#### SELECTED PASSAGE:
+++++

As if this situation were not bad enough, the Recep Tayyip Erdogan regime in Turkey is also “weaponising” COVID-19 against the Kurdish people, Muslim said.

“The Erdogan regime is deliberately introducing COVID-19 infections into the Afrin and Serêkaniyê hospitals because it wants to spread the coronavirus in AANES.

“The SDF is putting much more resources into that area to try and stop the spread, setting up checkpoints and doing some basic testing for COVID-19. But it is now spring, and with the snow melting, the border area is hard to control.

“Apart from what the Erdogan regime is doing in Afrin and Serêkaniyê, we can also see how it discriminates against those regions in Turkey that have mainly Kurdish populations in its response to COVID-19.

“These regions do not get the same resources for testing and treatment. By contrast in northern Syria we are giving equal treatment to all the nationalities who live there.”

The AANES has been placed under curfew since March 23 to contain the pandemic. The curfew has already been extended several times, most recently until May 1.

+++++

#### TASK GOAL:
According to the passage on COVID-19 in the AANES, until what date was the curfew most recently extended? The entries come from a separate source.

+++++

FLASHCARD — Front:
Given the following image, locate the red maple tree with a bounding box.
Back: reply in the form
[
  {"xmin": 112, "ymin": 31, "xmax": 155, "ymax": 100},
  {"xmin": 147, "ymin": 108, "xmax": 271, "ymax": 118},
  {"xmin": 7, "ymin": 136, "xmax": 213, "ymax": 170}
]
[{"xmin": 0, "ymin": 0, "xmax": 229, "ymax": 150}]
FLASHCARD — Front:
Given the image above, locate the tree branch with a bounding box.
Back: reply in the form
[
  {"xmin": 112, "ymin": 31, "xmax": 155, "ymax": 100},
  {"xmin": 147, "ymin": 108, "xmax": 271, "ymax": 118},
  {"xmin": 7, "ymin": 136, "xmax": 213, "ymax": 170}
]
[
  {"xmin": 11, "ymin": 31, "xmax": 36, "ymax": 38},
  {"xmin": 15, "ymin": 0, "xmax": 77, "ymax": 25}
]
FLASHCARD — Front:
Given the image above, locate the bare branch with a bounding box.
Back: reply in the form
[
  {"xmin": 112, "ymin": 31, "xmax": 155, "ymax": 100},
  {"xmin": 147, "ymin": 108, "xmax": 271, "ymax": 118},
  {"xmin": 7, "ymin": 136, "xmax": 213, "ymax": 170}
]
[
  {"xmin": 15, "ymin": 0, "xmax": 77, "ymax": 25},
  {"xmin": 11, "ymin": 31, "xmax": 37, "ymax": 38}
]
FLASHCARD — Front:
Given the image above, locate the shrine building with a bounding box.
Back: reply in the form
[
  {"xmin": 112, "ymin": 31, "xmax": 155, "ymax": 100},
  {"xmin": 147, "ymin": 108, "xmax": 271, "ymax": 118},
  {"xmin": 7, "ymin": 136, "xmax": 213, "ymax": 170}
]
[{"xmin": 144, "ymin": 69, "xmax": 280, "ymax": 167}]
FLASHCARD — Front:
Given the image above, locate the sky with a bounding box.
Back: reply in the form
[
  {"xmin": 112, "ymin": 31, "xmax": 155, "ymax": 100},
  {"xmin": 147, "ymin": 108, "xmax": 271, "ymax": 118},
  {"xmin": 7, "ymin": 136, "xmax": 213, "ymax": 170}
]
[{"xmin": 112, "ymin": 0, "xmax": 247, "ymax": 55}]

+++++

#### ANSWER BOX:
May 1